▶ **Exercise 1**
List each line in the records that contains the word "boat", copying every such line in full.

Excerpt provided start

Islamophobia has hit the headlines again.

First it was a report from the Quilliam Foundation calling for the term Islamophobia to be replaced with ‘anti-Muslim prejudice’, ‘anti-Muslim bigotry’ or ‘anti-Muslim hatred’. Despite having been part of the social and political lexicon for almost a decade and half now, Quilliam suggest this change is necessary because of the widespread confusion about what ‘Islamophobia’ means and how it should be used.

Then, Baroness Warsi – using Quilliam’s newly preferred terminology – made a speech stating how she will use her position in the Government to tackle ‘anti-Muslim prejudice’. This was necessary, she argued, because anti-Muslim prejudice had passed the ‘dinner-table test’. It had become socially acceptable.

Fact is that Warsi’s comments tell us nothing new.

Since the publication of the influential Commission for British Muslims & Islamophobia (CBMI) report in 1997, Islamophobia has been recognised as being a part of the fabric of everyday life in Britain. That report added that Islamophobia was becoming “more explicit, more extreme and more dangerous”.

Excerpt provided end
Source material start

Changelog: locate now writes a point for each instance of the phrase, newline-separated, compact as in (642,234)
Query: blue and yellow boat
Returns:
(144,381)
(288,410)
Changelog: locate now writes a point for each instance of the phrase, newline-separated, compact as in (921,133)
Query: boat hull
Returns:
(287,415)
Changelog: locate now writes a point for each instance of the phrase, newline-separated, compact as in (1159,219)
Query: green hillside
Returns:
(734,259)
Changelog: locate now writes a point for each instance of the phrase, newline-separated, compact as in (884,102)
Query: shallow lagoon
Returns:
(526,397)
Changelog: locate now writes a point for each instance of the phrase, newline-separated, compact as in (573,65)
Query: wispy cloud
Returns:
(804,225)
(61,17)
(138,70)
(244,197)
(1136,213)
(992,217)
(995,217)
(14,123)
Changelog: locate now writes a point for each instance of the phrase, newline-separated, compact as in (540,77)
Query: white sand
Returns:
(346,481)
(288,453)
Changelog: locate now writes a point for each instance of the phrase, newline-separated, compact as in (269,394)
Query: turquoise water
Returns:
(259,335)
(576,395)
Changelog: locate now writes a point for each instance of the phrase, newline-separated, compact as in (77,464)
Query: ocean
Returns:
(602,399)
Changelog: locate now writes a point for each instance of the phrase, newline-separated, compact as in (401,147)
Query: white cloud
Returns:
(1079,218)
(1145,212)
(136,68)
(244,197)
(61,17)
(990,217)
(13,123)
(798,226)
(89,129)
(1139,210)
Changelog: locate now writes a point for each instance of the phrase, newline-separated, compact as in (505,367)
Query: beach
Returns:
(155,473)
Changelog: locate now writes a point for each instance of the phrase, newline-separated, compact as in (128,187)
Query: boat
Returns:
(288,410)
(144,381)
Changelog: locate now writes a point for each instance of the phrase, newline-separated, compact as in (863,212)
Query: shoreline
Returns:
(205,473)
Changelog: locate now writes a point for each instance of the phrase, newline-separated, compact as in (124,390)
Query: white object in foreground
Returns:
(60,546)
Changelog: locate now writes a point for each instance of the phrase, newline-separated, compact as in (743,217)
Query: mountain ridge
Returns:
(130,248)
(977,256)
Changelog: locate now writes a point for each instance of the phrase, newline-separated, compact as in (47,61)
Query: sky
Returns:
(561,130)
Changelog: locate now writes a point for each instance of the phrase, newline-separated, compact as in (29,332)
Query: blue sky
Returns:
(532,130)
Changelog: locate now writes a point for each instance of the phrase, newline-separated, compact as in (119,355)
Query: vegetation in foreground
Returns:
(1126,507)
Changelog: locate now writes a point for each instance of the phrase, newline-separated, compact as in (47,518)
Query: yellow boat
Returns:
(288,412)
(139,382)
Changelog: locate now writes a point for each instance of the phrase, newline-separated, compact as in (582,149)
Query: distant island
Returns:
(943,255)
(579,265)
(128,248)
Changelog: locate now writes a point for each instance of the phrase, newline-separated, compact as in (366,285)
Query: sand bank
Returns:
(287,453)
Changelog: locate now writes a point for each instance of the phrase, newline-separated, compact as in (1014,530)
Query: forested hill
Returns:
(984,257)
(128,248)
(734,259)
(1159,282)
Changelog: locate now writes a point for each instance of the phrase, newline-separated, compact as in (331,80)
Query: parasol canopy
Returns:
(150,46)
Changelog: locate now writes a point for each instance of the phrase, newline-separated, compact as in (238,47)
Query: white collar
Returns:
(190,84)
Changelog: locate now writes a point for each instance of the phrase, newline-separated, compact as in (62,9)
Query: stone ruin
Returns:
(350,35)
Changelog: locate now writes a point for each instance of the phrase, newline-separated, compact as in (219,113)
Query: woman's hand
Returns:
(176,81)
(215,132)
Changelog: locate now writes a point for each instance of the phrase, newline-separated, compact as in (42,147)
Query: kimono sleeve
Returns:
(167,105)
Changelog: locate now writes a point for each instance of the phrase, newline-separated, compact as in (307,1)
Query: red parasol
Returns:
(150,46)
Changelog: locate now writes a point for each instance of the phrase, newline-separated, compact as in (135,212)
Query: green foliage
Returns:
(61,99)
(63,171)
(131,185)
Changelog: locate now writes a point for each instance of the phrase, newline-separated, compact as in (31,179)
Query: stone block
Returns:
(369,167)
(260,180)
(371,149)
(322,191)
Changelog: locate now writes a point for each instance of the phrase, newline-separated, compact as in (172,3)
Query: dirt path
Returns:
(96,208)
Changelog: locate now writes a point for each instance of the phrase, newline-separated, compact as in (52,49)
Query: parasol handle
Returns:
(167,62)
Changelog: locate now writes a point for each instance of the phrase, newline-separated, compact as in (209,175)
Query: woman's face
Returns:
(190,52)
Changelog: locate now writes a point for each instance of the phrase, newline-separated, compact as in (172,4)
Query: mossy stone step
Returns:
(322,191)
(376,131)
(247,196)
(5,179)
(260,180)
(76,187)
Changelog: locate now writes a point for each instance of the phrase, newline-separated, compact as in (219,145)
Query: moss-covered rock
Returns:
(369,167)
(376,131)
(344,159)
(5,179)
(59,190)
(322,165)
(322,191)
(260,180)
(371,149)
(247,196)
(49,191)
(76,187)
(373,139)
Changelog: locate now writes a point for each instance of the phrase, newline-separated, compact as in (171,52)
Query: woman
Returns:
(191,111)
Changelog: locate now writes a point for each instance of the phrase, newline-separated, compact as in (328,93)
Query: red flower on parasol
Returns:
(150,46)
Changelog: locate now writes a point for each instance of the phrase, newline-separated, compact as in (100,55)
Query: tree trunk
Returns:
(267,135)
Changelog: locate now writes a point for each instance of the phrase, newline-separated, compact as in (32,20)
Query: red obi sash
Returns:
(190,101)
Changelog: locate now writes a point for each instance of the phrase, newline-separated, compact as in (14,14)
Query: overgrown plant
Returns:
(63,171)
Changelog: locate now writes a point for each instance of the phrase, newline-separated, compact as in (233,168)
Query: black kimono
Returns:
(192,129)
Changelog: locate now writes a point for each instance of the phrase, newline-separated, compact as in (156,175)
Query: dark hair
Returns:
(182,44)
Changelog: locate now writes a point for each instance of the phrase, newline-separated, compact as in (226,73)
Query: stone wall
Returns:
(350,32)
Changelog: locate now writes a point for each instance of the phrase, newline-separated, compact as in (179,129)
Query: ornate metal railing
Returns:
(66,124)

Source material end

▶ **Exercise 2**
Answer these questions from the piece on Islamophobia:
(a) Which terms did the Quilliam Foundation report propose in place of "Islamophobia"?
(b) What test did Baroness Warsi say anti-Muslim prejudice had passed?
(c) In what year was the Commission for British Muslims & Islamophobia report published?

▶ **Written response 1**
Query: blue and yellow boat
Query: boat hull
Query: boat
Query: yellow boat

▶ **Written response 2**
(a) 'Anti-Muslim prejudice', 'anti-Muslim bigotry' or 'anti-Muslim hatred'.
(b) The 'dinner-table test'.
(c) 1997.